Article ▸

Wednesday, March 25th, 2009

INKY THUMBS – For California USA

Do be aware that if you are executing a Deed before me for use in California you will now be required to add your thumbprint to the paper

The relevant provision is in Chapter 3, Section 8206 (a)(2)(G) of the California Codes:

“(G) If the document to be notarized is a deed, quitclaim deed, or deed of trust affecting real property, the notary public shall require the party signing the document to place his or her right thumbprint in the journal. If the right thumbprint is not available, then the notary shall have the party use his or her left thumb, or any available finger . . .”

For those who do not bring an ink removal tissue, this will be provided at no extra charge!

 

First Blog

Monday, March 16th, 2009

Welcome to my Blog – my first one!  March 16th 2009

 

I am aware I have a lot to learn about the possibilities of blogging. In due course I intend to provide a means of indexing my posts, so that you can search by subject matter. I hope this will be a useful way of providing information – in the meantime, here goes with two points recently arising.

 

 

Enduring Powers of Attorney.

 

In England, the only Power of Attorney you can make which will remain in effect should you lose mental capacity, is a “Lasting Power of Attorney”. It is too late to make a Will once you have died, and similarly it is too late to make a Lasting Power once you actually need one. I think that every adult person in UK should have in place both a Will, and a Lasting Power of Attorney. Please do contact me to discuss this.

 

But the point I want to raise in this blog, is to look at the question from a Notary’s point of view, that is to say, internationally. In most Countries of the World the concept of a Lasting or Enduring Power of Attorney (one which remains in force even after the writer has lost mental capability) is understood and such a Power can be created validly. The possible problem derives from the fact that each Country has its own rules, and the Power created and valid in one Country is more likely than not UNACCEPTABLE in another Country.

 

The obvious difficulty is that if your widowed father or mother or single Aunt has retired to Spain or South Africa or anywhere else then, if you are the nearest relative, you might have agreed to be their Lasting Attorney. If they have made a local Enduring power, they may not have realised that the chances are you will wish to look after them here in UK, once they need looking after. Unless you are willing to give up your job and move abroad to be their carer, that is. Once they arrive here in UK the Power of Attorney in your favour will no longer be effective.

Data records ▸
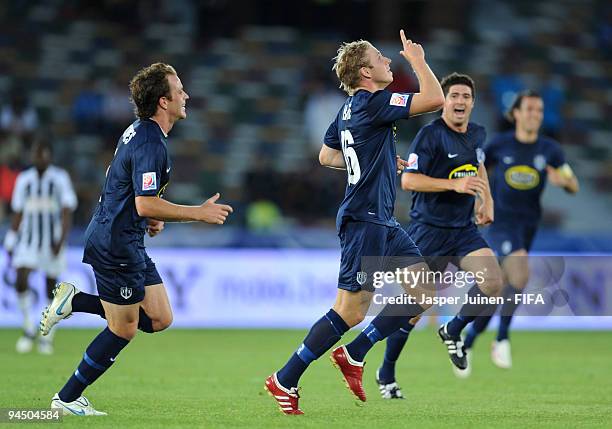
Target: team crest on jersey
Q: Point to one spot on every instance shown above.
...
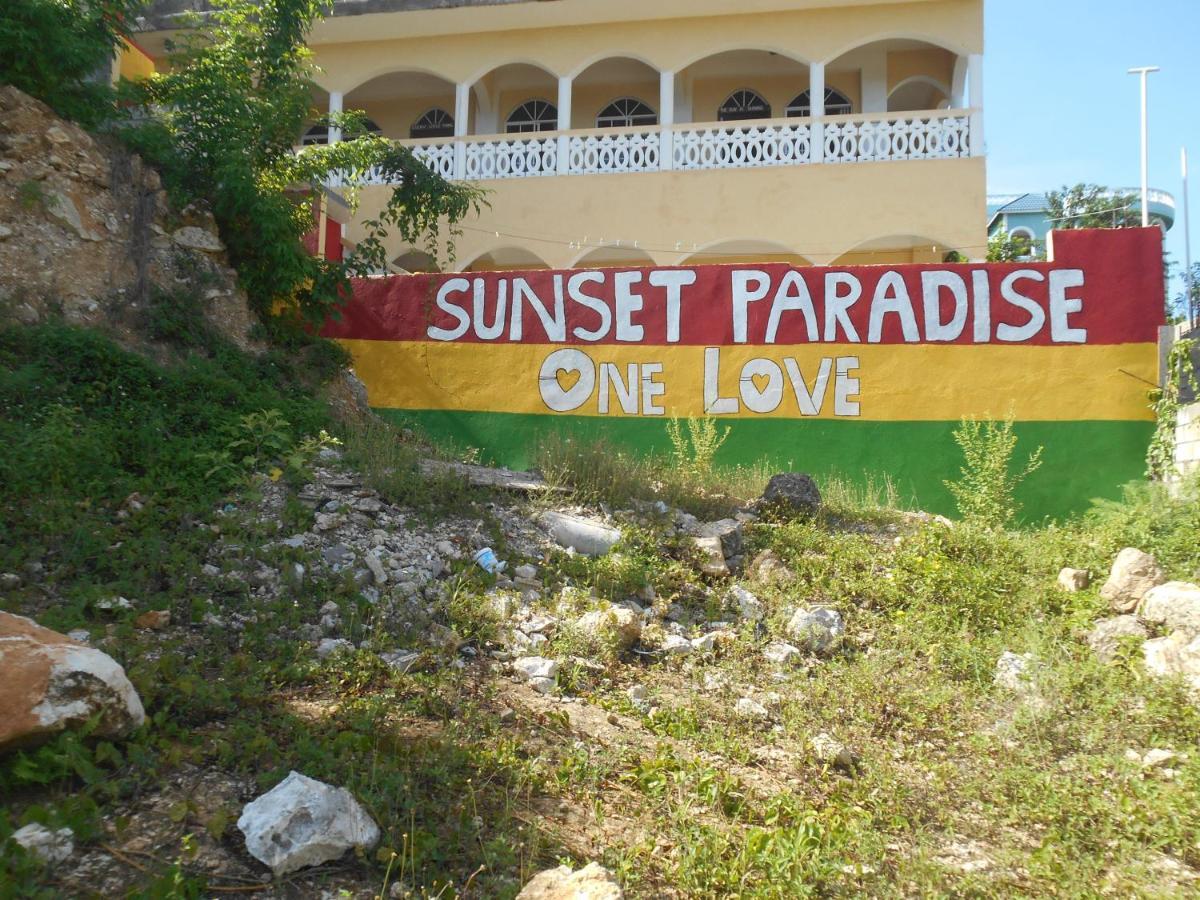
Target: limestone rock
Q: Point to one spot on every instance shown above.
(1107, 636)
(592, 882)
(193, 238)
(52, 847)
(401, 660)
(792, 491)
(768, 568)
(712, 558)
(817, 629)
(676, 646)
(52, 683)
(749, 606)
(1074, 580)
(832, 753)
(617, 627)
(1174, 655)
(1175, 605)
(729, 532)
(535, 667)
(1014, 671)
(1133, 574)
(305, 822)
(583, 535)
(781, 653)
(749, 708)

Work to do ▸
**1.** In the notary blog above, duplicate the passage starting at "Wednesday, March 25th, 2009" and ending at "no extra charge!".
**2.** Pull out every line of the rows that contains the word "Target".

Results for each task ▸
**1.**
Wednesday, March 25th, 2009

INKY THUMBS – For California USA

Do be aware that if you are executing a Deed before me for use in California you will now be required to add your thumbprint to the paper

The relevant provision is in Chapter 3, Section 8206 (a)(2)(G) of the California Codes:

“(G) If the document to be notarized is a deed, quitclaim deed, or deed of trust affecting real property, the notary public shall require the party signing the document to place his or her right thumbprint in the journal. If the right thumbprint is not available, then the notary shall have the party use his or her left thumb, or any available finger . . .”

For those who do not bring an ink removal tissue, this will be provided at no extra charge!

**2.**
Target: team crest on jersey
Target: limestone rock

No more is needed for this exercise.